INSTRUCTIONS FOR THE TASK> Starting at the beginning of the items and ending with the line that contains "157L224 163L224 46L72", swap "blurred rocky background" for "blurred stony backdrop" and give those lines again with nothing else changed.

** Start STORED DATA **

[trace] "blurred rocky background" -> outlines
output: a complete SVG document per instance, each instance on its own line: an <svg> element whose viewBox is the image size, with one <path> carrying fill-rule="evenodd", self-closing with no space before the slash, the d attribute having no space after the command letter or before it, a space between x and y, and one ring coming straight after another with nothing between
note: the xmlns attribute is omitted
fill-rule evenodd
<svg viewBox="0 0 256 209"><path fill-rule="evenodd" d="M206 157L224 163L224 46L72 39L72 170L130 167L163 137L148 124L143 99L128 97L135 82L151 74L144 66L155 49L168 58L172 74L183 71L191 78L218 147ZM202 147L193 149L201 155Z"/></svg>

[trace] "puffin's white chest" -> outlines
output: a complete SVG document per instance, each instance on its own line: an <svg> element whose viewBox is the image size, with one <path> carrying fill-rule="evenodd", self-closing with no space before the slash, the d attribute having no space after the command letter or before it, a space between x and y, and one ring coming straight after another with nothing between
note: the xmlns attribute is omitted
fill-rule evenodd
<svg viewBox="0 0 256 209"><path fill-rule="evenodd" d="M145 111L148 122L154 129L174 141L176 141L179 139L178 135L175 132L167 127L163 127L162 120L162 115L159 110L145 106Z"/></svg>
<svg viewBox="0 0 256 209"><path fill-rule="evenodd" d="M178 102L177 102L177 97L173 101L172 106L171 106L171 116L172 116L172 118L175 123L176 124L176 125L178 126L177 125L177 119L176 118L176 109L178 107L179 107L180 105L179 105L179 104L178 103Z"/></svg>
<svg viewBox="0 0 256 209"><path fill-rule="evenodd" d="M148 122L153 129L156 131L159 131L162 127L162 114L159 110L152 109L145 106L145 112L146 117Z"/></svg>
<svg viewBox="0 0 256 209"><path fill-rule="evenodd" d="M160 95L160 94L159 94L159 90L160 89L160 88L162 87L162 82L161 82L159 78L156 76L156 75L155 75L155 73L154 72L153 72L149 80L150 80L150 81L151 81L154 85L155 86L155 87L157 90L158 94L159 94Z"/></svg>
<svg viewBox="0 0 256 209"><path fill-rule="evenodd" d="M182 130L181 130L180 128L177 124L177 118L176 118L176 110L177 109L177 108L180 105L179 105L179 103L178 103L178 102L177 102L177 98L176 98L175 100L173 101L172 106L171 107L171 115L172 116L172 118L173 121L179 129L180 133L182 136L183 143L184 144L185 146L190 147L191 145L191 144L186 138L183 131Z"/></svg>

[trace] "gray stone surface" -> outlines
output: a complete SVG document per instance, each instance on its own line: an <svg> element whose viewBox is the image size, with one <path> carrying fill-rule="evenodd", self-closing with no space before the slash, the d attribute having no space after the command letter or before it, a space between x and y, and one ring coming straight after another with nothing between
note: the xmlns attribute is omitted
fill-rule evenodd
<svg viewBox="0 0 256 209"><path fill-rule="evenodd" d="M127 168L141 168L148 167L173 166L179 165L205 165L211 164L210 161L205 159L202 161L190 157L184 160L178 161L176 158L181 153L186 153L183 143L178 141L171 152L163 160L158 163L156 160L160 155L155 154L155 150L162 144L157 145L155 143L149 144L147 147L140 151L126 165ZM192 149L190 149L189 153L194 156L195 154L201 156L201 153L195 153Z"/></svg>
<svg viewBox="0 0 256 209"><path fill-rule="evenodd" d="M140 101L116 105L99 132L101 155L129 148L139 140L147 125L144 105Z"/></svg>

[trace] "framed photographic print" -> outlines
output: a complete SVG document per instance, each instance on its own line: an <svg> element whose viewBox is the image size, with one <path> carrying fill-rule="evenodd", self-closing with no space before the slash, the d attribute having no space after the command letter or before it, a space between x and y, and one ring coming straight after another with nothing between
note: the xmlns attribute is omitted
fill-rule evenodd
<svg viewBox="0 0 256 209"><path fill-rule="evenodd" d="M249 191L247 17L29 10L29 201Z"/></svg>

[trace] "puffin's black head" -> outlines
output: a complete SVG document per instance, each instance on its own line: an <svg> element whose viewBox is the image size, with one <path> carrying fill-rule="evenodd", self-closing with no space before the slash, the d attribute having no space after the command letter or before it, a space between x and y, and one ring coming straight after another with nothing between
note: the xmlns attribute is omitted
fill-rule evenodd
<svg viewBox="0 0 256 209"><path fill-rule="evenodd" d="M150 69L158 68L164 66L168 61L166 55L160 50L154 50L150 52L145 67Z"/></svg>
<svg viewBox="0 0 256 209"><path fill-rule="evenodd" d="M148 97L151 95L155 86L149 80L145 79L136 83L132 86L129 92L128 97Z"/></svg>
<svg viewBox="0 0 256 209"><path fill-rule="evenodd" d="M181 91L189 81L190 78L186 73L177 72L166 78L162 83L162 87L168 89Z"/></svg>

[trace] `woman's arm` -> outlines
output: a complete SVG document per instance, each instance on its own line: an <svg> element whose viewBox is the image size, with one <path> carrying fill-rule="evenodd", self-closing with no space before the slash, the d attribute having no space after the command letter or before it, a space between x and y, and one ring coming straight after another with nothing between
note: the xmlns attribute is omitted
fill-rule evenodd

** End STORED DATA **

RESPONSE TO THE EXERCISE>
[trace] "blurred stony backdrop" -> outlines
output: a complete SVG document per instance, each instance on its own line: an <svg> element whose viewBox is the image size, with one <path> carrying fill-rule="evenodd", self-closing with no space before the slash, the d attribute having no space after the command letter or before it, a space between x and y, and one ring coming straight after another with nothing between
note: the xmlns attribute is omitted
fill-rule evenodd
<svg viewBox="0 0 256 209"><path fill-rule="evenodd" d="M206 157L224 163L224 46L72 39L72 170L130 167L163 137L148 124L143 99L128 97L135 82L151 74L144 66L155 49L168 58L172 74L183 71L191 78L218 147ZM202 147L193 149L201 155Z"/></svg>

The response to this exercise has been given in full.